## Required action
What is the number of lines in the entries that contain the word "white"? Reply with that number only.
%%
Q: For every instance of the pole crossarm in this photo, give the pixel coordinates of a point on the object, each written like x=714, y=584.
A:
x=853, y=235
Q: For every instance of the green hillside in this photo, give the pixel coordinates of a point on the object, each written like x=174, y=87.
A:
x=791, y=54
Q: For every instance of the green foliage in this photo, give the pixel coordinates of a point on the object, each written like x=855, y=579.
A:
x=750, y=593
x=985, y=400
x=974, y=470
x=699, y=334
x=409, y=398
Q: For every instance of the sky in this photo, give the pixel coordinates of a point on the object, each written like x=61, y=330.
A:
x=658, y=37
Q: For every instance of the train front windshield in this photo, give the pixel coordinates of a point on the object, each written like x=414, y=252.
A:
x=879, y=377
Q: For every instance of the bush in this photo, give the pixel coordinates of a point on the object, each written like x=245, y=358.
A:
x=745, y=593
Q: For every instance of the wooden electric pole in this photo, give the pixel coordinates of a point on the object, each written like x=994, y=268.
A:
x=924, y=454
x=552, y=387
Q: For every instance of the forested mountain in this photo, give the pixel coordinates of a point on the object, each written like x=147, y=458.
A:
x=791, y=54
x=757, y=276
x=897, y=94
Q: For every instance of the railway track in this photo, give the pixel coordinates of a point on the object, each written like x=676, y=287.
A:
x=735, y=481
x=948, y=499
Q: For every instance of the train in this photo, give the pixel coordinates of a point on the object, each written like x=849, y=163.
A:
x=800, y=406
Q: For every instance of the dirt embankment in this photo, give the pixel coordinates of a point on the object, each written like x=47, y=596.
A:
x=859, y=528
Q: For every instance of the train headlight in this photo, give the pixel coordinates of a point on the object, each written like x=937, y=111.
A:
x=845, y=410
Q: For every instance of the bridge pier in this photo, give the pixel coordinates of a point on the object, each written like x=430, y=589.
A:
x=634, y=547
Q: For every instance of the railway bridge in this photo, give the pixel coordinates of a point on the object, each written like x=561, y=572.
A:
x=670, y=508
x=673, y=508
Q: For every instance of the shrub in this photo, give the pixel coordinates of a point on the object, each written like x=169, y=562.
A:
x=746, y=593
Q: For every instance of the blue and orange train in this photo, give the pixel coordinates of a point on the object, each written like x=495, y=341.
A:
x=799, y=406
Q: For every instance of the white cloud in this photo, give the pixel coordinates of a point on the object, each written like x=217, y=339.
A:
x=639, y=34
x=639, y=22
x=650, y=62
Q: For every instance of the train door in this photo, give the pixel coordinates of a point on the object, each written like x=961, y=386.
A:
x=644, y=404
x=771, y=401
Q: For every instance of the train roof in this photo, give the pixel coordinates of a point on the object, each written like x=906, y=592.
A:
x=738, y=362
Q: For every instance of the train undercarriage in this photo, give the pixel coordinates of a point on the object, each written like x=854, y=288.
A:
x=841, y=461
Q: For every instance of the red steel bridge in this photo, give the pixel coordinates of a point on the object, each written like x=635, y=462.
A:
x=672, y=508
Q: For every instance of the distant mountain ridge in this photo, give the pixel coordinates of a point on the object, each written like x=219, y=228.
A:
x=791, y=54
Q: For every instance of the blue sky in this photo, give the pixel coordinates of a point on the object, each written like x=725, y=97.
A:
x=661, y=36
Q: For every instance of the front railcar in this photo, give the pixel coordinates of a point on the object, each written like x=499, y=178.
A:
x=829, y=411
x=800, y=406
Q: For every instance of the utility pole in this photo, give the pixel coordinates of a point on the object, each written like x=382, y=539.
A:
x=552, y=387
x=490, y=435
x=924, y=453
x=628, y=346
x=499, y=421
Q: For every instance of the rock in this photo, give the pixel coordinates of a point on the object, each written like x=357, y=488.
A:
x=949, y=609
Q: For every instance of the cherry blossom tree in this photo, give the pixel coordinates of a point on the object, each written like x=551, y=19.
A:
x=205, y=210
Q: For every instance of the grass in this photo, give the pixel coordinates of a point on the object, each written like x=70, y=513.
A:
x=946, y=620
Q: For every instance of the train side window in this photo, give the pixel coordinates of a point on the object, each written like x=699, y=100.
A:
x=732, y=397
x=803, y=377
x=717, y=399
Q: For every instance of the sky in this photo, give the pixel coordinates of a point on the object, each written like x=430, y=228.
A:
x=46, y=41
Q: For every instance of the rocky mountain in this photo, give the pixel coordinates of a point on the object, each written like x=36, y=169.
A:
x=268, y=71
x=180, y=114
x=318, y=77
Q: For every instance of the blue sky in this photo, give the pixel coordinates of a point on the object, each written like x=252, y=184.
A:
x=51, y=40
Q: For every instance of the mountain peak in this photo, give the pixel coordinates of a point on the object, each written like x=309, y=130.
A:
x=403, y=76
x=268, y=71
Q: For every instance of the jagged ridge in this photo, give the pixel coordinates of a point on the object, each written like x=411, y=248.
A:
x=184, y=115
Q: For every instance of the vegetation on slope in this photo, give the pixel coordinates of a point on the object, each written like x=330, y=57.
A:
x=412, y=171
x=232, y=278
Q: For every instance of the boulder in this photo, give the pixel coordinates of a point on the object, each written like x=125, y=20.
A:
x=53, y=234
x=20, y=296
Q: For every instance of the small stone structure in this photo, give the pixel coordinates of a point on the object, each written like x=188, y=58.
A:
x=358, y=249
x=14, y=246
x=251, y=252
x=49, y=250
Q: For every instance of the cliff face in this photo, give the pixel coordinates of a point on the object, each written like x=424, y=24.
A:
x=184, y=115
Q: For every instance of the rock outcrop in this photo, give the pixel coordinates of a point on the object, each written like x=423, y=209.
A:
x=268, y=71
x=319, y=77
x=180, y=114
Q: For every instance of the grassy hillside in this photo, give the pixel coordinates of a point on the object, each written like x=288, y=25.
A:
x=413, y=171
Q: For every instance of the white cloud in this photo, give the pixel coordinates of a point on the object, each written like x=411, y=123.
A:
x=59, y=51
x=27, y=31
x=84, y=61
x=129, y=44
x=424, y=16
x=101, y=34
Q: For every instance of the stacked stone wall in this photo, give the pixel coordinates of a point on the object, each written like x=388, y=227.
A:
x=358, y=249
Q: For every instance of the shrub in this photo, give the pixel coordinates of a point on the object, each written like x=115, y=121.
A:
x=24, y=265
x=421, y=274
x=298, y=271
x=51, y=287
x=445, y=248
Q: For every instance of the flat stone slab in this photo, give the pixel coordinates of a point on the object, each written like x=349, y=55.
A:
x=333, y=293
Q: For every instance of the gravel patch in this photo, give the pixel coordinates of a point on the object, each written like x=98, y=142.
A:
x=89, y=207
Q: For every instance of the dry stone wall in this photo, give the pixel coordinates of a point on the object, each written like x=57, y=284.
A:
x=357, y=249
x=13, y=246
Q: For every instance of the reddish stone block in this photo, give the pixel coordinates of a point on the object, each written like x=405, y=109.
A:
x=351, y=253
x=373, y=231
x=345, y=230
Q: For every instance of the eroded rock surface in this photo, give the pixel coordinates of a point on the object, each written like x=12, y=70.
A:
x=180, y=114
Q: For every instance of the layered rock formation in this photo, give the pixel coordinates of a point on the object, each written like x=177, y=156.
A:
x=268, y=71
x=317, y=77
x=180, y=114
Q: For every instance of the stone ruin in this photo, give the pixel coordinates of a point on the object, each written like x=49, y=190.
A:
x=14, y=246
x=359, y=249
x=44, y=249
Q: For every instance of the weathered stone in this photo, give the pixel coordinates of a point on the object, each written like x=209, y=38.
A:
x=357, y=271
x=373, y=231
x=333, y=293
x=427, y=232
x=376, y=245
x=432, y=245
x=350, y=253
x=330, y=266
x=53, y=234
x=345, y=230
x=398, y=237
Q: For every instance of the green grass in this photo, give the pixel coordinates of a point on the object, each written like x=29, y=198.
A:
%%
## Answer section
2